**** DATA ****
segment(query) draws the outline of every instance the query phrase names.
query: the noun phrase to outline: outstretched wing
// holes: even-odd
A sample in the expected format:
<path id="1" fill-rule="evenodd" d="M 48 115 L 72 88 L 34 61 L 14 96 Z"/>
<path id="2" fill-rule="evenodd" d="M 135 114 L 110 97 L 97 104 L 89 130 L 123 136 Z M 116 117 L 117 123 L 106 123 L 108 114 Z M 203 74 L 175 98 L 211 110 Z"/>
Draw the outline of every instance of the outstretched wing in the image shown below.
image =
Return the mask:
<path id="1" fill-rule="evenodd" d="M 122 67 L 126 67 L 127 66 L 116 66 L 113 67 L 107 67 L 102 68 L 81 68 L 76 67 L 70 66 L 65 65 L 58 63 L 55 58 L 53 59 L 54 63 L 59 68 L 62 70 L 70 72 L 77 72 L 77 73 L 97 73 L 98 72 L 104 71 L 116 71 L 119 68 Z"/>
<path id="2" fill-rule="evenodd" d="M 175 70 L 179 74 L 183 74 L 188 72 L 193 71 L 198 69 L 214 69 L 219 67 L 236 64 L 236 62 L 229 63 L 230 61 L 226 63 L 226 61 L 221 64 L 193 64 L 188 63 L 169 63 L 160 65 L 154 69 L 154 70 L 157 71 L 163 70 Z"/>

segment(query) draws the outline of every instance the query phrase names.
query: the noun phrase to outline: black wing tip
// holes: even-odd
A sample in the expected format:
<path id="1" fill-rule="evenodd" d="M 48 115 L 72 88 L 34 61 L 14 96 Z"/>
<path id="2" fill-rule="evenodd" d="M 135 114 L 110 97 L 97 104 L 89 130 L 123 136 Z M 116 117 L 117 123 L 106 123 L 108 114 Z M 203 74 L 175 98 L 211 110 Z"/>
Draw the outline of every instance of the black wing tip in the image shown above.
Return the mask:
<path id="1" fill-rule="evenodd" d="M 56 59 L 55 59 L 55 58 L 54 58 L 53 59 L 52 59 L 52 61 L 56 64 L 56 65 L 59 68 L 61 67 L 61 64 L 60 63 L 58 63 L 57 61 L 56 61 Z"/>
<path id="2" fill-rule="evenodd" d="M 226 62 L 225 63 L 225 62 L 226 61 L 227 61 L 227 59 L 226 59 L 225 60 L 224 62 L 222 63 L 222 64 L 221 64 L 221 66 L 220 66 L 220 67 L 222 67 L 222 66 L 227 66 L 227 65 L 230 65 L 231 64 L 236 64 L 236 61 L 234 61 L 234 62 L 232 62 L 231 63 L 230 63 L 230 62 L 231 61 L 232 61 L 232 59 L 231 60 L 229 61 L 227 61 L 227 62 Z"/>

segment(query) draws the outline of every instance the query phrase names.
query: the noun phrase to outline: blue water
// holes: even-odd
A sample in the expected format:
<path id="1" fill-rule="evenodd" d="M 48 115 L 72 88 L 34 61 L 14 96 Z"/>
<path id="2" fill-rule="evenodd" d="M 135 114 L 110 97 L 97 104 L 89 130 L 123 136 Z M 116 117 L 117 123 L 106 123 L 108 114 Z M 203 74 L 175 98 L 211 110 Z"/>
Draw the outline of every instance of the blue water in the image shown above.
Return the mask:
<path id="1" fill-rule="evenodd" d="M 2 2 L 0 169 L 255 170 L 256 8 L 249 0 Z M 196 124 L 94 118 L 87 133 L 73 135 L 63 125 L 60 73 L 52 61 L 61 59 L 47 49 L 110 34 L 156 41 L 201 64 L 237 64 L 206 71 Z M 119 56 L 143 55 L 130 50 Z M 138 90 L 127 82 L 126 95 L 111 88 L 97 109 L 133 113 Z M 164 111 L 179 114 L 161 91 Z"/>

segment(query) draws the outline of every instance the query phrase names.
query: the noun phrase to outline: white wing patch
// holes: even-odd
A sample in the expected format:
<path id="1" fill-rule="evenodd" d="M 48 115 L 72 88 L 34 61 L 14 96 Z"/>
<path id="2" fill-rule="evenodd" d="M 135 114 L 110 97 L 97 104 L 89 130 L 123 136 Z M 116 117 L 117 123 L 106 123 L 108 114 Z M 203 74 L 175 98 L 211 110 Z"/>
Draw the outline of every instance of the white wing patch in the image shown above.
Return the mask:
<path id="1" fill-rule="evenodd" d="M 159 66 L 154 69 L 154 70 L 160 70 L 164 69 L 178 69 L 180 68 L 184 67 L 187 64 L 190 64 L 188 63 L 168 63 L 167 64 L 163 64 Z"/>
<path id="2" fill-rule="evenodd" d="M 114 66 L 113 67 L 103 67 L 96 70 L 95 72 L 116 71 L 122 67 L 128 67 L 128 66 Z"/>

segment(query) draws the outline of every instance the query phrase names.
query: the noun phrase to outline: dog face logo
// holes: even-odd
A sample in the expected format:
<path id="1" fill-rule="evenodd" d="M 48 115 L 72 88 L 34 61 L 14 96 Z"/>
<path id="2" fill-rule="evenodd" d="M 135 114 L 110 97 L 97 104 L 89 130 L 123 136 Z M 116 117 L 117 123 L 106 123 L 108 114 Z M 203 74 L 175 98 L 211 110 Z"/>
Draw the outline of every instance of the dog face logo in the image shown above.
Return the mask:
****
Reproduce the lines of every record above without changing anything.

segment(query) draws the outline of every instance the query phrase names.
query: the noun phrase to outline: outstretched wing
// holes: even-odd
A sample in the expected format:
<path id="1" fill-rule="evenodd" d="M 48 115 L 72 88 L 34 61 L 14 96 Z"/>
<path id="2" fill-rule="evenodd" d="M 135 114 L 110 97 L 97 104 L 89 130 L 123 136 Z M 116 117 L 117 123 L 106 123 L 108 114 Z M 203 74 L 175 98 L 211 110 Z"/>
Draw the outline of every instance of the outstretched wing in the image shown below.
image =
Return the mask:
<path id="1" fill-rule="evenodd" d="M 122 67 L 126 67 L 127 66 L 116 66 L 113 67 L 107 67 L 102 68 L 81 68 L 76 67 L 70 66 L 65 65 L 58 63 L 55 58 L 53 59 L 54 63 L 59 68 L 62 70 L 70 72 L 77 72 L 77 73 L 97 73 L 98 72 L 104 71 L 116 71 L 119 68 Z"/>
<path id="2" fill-rule="evenodd" d="M 175 70 L 179 74 L 183 74 L 188 72 L 193 71 L 198 69 L 214 69 L 219 67 L 236 64 L 236 62 L 229 63 L 230 61 L 226 63 L 226 61 L 221 64 L 193 64 L 188 63 L 169 63 L 160 65 L 154 69 L 154 70 L 157 71 L 163 70 Z"/>

segment(query) draws the outline of every instance the query phrase names.
query: the noun phrase to outline: black wing tip
// holes: even-odd
A sample in the expected format:
<path id="1" fill-rule="evenodd" d="M 48 115 L 72 88 L 34 61 L 14 96 Z"/>
<path id="2" fill-rule="evenodd" d="M 135 114 L 110 97 L 97 104 L 89 130 L 123 136 Z M 116 117 L 117 123 L 106 123 L 108 114 Z M 203 74 L 175 98 L 211 110 Z"/>
Draw the outline of every instance of the black wing tip in the image shown above.
Return the mask:
<path id="1" fill-rule="evenodd" d="M 56 59 L 55 59 L 55 58 L 54 58 L 53 59 L 52 59 L 52 61 L 56 64 L 56 65 L 59 68 L 61 67 L 61 64 L 60 63 L 58 63 L 57 61 L 56 61 Z"/>
<path id="2" fill-rule="evenodd" d="M 226 62 L 225 63 L 225 62 L 226 61 L 227 61 L 227 59 L 226 59 L 225 60 L 224 62 L 222 63 L 222 64 L 221 64 L 221 66 L 220 66 L 220 67 L 222 67 L 222 66 L 227 66 L 227 65 L 230 65 L 231 64 L 236 64 L 236 61 L 234 61 L 234 62 L 232 62 L 231 63 L 230 63 L 230 62 L 231 61 L 232 61 L 232 59 L 231 60 L 229 61 L 227 61 L 227 62 Z"/>

segment(query) draws the outline of every instance the query phrase names.
query: the noun phrase to outline: blue water
// holes: even-odd
A sample in the expected format:
<path id="1" fill-rule="evenodd" d="M 48 115 L 72 88 L 34 61 L 14 96 Z"/>
<path id="2" fill-rule="evenodd" d="M 135 114 L 110 97 L 97 104 L 89 130 L 123 136 Z M 116 117 L 117 123 L 106 123 L 108 114 Z M 203 74 L 175 98 L 211 110 Z"/>
Draw the outline of every instance of the blue water in the image shown above.
Return the mask:
<path id="1" fill-rule="evenodd" d="M 2 2 L 0 169 L 255 170 L 256 8 L 249 0 Z M 196 124 L 94 118 L 87 133 L 73 135 L 63 125 L 60 73 L 52 61 L 61 59 L 47 49 L 110 34 L 156 41 L 201 64 L 237 64 L 206 71 Z M 119 56 L 143 55 L 130 50 Z M 138 90 L 127 82 L 126 95 L 111 88 L 97 109 L 133 113 Z M 164 111 L 179 114 L 161 91 Z"/>

segment(query) draws the outline of every instance the query phrase names.
query: the noun phrase to outline: white wing patch
// holes: even-odd
A sample in the expected format:
<path id="1" fill-rule="evenodd" d="M 48 115 L 72 88 L 34 61 L 14 96 Z"/>
<path id="2" fill-rule="evenodd" d="M 135 114 L 110 97 L 97 104 L 89 130 L 123 136 Z M 116 117 L 117 123 L 106 123 L 108 114 Z M 203 74 L 175 98 L 211 110 Z"/>
Draw the outline of every instance of the white wing patch in the image shown above.
Return the mask:
<path id="1" fill-rule="evenodd" d="M 159 66 L 154 69 L 154 70 L 160 70 L 164 69 L 178 69 L 180 68 L 184 67 L 187 64 L 190 64 L 188 63 L 168 63 L 167 64 L 163 64 Z"/>
<path id="2" fill-rule="evenodd" d="M 114 66 L 113 67 L 103 67 L 96 70 L 95 72 L 116 71 L 122 67 L 128 67 L 128 66 Z"/>

segment(query) draws the outline of every instance the query phrase names.
query: the noun phrase to outline: dog face logo
// holes: even-odd
A sample in the expected format:
<path id="1" fill-rule="evenodd" d="M 48 115 L 72 88 L 34 61 L 14 96 Z"/>
<path id="2" fill-rule="evenodd" d="M 135 114 L 110 97 L 97 104 L 89 130 L 123 136 Z M 116 117 L 117 123 L 106 123 L 108 114 Z M 203 74 L 175 98 L 211 110 Z"/>
Draw the outline of every instance of the dog face logo in the image shown above.
Return the mask:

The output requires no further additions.